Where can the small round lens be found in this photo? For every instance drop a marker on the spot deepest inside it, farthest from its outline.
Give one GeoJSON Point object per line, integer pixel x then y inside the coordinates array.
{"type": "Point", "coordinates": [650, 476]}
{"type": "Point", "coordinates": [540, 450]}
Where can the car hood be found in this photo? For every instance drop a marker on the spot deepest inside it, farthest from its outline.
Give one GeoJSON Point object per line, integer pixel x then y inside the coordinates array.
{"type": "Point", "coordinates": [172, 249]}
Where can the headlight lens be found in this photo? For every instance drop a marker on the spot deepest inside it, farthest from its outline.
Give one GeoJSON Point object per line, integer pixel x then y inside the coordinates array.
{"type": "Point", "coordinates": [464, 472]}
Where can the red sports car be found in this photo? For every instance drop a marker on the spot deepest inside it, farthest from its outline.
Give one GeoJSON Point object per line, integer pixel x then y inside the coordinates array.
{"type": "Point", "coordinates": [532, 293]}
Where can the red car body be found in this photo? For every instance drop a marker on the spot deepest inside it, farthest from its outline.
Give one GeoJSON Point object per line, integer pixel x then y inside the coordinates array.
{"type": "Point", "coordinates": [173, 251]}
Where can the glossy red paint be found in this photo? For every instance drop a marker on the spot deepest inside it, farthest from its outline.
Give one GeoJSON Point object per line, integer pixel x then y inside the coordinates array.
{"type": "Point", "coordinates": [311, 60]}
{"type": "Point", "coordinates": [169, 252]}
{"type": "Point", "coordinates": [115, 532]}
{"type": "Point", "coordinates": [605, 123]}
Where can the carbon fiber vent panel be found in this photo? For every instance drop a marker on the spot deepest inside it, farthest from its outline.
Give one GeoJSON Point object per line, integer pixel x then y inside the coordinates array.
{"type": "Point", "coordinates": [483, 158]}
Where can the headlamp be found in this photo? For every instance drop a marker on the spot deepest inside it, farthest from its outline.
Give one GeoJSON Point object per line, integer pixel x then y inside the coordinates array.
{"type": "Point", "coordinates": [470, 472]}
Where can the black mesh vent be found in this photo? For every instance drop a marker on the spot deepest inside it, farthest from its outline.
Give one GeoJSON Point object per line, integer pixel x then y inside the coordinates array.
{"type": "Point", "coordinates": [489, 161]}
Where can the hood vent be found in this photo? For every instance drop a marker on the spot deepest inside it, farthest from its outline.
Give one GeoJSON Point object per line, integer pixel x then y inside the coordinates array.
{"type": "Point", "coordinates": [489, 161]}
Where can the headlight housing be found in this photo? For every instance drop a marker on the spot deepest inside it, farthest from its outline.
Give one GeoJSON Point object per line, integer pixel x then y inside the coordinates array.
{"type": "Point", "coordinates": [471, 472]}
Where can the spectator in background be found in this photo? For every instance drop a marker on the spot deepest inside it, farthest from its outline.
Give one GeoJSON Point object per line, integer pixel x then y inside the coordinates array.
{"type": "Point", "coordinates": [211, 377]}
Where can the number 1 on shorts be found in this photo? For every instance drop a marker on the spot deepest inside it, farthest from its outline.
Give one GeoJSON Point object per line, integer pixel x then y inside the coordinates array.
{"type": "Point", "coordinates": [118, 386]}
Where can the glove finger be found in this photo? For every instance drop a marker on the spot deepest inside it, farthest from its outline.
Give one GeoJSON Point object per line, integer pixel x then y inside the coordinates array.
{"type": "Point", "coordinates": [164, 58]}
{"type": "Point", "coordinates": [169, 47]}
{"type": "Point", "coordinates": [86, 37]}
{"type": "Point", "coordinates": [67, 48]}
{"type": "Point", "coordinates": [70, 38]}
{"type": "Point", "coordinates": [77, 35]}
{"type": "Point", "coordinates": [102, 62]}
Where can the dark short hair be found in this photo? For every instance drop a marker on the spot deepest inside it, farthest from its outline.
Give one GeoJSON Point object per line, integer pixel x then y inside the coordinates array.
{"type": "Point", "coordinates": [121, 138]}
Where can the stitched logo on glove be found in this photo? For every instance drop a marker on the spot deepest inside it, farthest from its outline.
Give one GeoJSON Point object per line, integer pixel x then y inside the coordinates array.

------------

* Task requirements:
Every line from the one that contains "Where can the spectator" down to and including the last line of the records above must be set down exactly, with nothing else.

* Exercise solution:
Where can the spectator in background be found in this photo? For every instance drop a marker on the spot deepest inside it, farthest from its outline.
Give one GeoJSON Point object per line, integer pixel x then y inside the coordinates array.
{"type": "Point", "coordinates": [211, 377]}
Where can the number 1 on shorts be found in this photo? For every instance drop a marker on the spot deepest inside it, farthest from its outline.
Give one GeoJSON Point object per line, integer pixel x then y inside the coordinates array.
{"type": "Point", "coordinates": [118, 386]}
Where can the glove finger be found in this photo? For every instance drop a marker on the spot deepest inside it, farthest from its outline.
Give one GeoJSON Point object per line, integer pixel x then y inside the coordinates array.
{"type": "Point", "coordinates": [164, 58]}
{"type": "Point", "coordinates": [169, 47]}
{"type": "Point", "coordinates": [86, 37]}
{"type": "Point", "coordinates": [67, 48]}
{"type": "Point", "coordinates": [70, 38]}
{"type": "Point", "coordinates": [77, 35]}
{"type": "Point", "coordinates": [102, 62]}
Where can the dark short hair be found in this photo? For every instance drop a marker on the spot deepest inside it, farthest from its outline.
Give one GeoJSON Point object per line, integer pixel x then y inside the coordinates array.
{"type": "Point", "coordinates": [121, 138]}
Where can the stitched logo on glove be found in this photo? For every instance drop a marker on the spot deepest inside it, farthest from its outline.
Give one GeoJSON Point object per line, integer pixel x then y inside the coordinates array.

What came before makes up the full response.